*Problem statement*: The expected output is a verbatim reprint of the lines from the beginning of the data that follows through the line that contains "negative clicks: (117, 166) (109, 187)".

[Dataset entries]
--- START ---
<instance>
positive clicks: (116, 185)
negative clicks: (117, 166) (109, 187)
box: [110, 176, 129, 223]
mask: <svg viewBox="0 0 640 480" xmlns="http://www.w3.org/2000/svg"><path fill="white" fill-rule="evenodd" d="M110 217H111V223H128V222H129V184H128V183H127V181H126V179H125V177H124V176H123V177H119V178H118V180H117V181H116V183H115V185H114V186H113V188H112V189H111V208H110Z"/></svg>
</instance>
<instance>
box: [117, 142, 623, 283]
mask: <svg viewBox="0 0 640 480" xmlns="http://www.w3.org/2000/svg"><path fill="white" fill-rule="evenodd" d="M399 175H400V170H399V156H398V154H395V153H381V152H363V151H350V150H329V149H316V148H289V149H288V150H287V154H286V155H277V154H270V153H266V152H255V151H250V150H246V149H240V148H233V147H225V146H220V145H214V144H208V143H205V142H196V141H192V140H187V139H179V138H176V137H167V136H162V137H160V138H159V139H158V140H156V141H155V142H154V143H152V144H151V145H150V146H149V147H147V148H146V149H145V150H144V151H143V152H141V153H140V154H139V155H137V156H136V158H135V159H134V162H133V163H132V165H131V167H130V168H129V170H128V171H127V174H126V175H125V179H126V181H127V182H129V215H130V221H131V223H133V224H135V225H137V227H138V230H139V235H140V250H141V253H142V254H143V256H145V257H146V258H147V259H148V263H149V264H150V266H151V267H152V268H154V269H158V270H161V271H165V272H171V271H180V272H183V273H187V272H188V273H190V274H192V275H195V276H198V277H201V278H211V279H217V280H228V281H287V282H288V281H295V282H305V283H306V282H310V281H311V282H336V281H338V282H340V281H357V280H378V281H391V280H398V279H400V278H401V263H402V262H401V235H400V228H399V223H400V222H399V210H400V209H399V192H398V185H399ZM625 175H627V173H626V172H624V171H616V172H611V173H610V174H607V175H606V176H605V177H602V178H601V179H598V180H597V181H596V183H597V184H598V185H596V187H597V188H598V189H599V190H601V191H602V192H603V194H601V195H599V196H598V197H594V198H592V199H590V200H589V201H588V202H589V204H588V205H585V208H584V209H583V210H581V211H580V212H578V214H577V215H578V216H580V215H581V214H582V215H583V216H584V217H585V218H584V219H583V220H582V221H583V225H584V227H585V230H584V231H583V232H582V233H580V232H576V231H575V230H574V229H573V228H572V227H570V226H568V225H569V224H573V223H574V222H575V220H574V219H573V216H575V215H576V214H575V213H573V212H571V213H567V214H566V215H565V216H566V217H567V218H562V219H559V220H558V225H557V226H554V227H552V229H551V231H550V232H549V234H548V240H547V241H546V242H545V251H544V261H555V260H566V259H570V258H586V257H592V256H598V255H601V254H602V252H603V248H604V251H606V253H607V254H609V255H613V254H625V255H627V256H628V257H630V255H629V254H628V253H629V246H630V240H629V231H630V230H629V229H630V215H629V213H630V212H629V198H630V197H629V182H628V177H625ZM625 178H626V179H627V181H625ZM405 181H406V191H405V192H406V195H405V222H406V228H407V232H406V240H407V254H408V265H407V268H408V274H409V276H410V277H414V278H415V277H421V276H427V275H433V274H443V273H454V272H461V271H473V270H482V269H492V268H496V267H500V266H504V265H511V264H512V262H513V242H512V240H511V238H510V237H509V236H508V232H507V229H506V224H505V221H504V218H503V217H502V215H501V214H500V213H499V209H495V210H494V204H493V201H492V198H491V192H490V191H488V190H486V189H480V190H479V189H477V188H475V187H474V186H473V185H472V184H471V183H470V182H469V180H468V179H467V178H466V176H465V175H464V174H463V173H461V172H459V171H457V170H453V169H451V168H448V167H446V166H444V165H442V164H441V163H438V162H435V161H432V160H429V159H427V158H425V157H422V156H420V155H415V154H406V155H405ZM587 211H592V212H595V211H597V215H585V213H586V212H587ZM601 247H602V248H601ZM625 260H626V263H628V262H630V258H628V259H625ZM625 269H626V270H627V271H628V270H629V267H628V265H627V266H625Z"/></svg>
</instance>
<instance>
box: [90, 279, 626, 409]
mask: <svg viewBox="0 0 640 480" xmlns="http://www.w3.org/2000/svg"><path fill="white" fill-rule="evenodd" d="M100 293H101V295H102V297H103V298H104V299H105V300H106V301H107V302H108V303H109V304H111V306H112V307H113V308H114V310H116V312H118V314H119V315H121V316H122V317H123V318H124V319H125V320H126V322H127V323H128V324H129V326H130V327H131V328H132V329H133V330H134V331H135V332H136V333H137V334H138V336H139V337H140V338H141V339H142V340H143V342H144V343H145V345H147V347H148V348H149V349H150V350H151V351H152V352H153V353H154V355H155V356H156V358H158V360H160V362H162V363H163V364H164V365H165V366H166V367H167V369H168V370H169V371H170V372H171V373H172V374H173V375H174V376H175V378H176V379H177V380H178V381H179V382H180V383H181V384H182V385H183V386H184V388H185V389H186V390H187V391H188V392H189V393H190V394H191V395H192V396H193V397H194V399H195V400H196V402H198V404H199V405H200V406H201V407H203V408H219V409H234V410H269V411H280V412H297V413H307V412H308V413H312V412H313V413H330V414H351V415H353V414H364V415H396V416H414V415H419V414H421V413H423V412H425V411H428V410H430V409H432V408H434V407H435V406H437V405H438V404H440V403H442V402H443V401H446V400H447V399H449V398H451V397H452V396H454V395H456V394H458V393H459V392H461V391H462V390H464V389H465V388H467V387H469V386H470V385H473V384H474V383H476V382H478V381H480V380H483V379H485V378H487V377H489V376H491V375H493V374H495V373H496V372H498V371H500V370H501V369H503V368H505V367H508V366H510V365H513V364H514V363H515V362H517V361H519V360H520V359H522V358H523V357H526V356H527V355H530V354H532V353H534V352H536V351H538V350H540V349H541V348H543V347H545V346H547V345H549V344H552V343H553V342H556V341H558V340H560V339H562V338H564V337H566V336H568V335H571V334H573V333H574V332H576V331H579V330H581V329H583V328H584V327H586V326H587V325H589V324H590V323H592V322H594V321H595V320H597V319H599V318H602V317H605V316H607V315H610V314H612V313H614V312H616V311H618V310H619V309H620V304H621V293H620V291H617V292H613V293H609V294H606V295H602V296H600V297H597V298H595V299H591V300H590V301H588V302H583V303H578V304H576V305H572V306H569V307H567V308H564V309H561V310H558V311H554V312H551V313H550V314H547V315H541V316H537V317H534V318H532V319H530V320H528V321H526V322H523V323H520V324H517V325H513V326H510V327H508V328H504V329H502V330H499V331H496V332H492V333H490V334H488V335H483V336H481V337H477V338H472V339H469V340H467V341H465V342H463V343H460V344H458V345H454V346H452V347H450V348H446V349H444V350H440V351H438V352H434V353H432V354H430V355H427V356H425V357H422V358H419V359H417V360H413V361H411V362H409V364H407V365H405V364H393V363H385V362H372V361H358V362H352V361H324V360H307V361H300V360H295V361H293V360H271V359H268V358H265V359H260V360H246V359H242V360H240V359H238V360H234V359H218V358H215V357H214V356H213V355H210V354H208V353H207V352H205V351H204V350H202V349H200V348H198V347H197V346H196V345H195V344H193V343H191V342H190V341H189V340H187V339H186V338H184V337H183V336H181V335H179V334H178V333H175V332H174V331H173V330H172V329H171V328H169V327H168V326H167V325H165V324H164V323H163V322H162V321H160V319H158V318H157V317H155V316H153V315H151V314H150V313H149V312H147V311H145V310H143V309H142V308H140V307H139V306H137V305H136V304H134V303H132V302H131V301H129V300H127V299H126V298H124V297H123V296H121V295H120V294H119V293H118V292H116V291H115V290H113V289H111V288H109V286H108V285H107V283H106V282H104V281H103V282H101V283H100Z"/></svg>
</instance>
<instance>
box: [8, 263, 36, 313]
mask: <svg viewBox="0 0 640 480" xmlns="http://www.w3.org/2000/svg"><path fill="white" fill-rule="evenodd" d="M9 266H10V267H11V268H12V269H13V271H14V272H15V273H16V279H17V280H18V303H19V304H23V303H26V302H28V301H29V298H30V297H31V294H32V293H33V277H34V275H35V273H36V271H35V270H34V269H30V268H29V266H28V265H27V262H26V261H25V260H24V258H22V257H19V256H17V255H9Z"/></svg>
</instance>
--- END ---
*Response*:
<instance>
positive clicks: (116, 185)
negative clicks: (117, 166) (109, 187)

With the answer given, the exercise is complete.